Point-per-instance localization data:
------------------------------------------------

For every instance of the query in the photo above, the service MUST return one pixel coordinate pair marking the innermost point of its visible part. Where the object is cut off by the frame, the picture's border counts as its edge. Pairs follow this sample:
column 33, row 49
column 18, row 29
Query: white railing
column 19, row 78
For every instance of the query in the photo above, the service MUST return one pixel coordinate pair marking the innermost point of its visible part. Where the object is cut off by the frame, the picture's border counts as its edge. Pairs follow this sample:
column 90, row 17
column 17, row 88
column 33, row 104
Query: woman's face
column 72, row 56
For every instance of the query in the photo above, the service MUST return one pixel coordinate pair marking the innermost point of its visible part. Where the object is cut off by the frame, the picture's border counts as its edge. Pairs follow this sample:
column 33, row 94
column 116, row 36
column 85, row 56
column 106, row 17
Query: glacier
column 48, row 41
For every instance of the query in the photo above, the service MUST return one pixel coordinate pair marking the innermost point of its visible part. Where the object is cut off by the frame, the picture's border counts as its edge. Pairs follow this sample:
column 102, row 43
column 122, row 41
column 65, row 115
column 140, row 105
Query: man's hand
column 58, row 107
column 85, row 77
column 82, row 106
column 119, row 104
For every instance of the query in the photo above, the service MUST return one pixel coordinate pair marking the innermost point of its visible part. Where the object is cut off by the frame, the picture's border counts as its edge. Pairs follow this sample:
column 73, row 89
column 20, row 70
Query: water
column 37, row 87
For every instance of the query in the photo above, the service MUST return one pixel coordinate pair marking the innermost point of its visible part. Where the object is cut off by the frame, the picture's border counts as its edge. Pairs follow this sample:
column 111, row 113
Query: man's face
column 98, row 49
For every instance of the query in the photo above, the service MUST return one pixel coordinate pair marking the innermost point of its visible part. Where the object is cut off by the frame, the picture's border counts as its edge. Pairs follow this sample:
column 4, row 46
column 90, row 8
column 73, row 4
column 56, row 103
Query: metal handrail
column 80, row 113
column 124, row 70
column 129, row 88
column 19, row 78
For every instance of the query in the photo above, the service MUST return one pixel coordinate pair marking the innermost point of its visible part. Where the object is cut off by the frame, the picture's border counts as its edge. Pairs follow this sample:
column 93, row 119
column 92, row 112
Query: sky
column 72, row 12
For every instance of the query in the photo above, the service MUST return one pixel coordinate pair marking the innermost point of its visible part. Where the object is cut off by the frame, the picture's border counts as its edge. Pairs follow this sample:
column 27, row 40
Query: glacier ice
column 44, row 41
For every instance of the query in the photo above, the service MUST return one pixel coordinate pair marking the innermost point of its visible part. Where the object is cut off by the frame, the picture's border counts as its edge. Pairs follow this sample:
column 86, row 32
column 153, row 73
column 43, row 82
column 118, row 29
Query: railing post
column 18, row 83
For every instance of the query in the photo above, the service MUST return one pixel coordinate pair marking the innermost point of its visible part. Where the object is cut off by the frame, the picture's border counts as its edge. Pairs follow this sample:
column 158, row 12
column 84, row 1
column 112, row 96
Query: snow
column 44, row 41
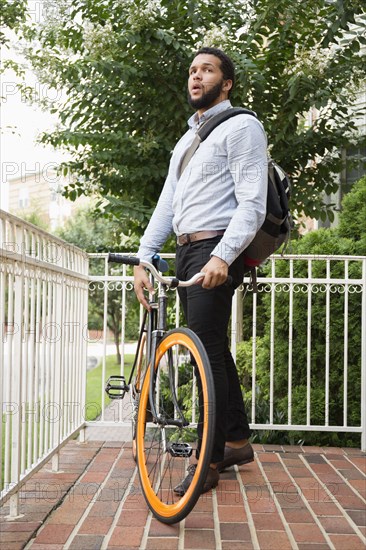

------------------------------------------------

_WORK TO COMPLETE_
In your answer, repeat all the entries exactly, but leave out the pictures.

_SOLUTION TO THIS EXERCISE_
For every instance of the query in the photo above, the service MUST return one pixel coordinate pair marking the innermost point of its visible part. Where the object is cut off by the frame, the picture's border counts as its edge. Pairs follow this sample:
column 33, row 49
column 18, row 29
Query: white railing
column 19, row 78
For every instance of the query in the photo above, the service MUST return one pixel coordinate pair marking the innermost point of its visible part. Where the object is cut off by the frame, the picture's border counts as its edge. Pairs follow this sample:
column 90, row 17
column 17, row 88
column 33, row 104
Query: woman's face
column 72, row 56
For every instance of the query in the photo above, the service MUST return one pixel coordinate pair marking the innermost point of its visible part. Where the object is cut off by the frame, the picture's border counts as its edge. Pairs follow this sample:
column 33, row 94
column 116, row 36
column 85, row 56
column 106, row 17
Query: glacier
column 48, row 41
For every instance of the query in the photo above, the service MUST return one pixel coordinate pair marking the innermost point of its visible part. Where the object is cut off by the frame, the picture's border counts as its edge. Pairs follow this sample:
column 102, row 43
column 122, row 41
column 65, row 115
column 140, row 105
Query: man's hand
column 58, row 107
column 85, row 77
column 82, row 106
column 119, row 104
For every instance of the query in the photo above, the service MUST return one pixel coordinate pair marking the innermost point of its visible part. Where the object is cut off by the frame, the picture's border counts as its edge. Pairs follow this sample:
column 73, row 89
column 20, row 70
Query: water
column 37, row 87
For every instance of the query in the photo above, the service MUST return one pixel coordinate pair marking the innermost point of its visible part. Where the object is cut off by the frame, the picture's border counts as its edge. Pairs follow this sample:
column 111, row 113
Query: man's face
column 98, row 49
For every instance of the query in the photo above, the service MUST return one pixel coordinate pair marking the innermost point of its visible part. Where the object is cut off by the frame, the picture's border counts as its edge. Pairs follow this sample:
column 4, row 46
column 90, row 8
column 73, row 4
column 56, row 103
Query: metal handrail
column 80, row 113
column 124, row 70
column 129, row 88
column 19, row 78
For every instance of the query in the photo above, the service MUST return one pixel coordinate pair marking the innermost point of its visible part. Where the object is cut off by the frame, the picture's border counts as its edge. Pairs follow this sample:
column 93, row 119
column 92, row 112
Query: sky
column 72, row 12
For every instance of the query in the photo above, the service MUST return one pixel coordinate pair marking the innermost point of its visible part. Where the object is cut off by the frame, the picture's border counts as its edge. Pairs follow this sample:
column 27, row 40
Query: glacier ice
column 44, row 41
For every instance of the query in the photo above, the service MUST return one pixel coordinate pair marking the innermost point of its visible part. Where the object is cut off by the frame, the picture's border counts as its edge. Pairs follow this sample:
column 86, row 32
column 153, row 73
column 43, row 82
column 118, row 29
Query: railing post
column 18, row 83
For every instance of the query in the photo above, the service MUST return one pixel coordinate pair marking the innermost point of its visible part. Where the object is cut off by the frame, the picture's border counts as its edge. Pairs follow this sample:
column 158, row 12
column 84, row 1
column 112, row 96
Query: snow
column 44, row 41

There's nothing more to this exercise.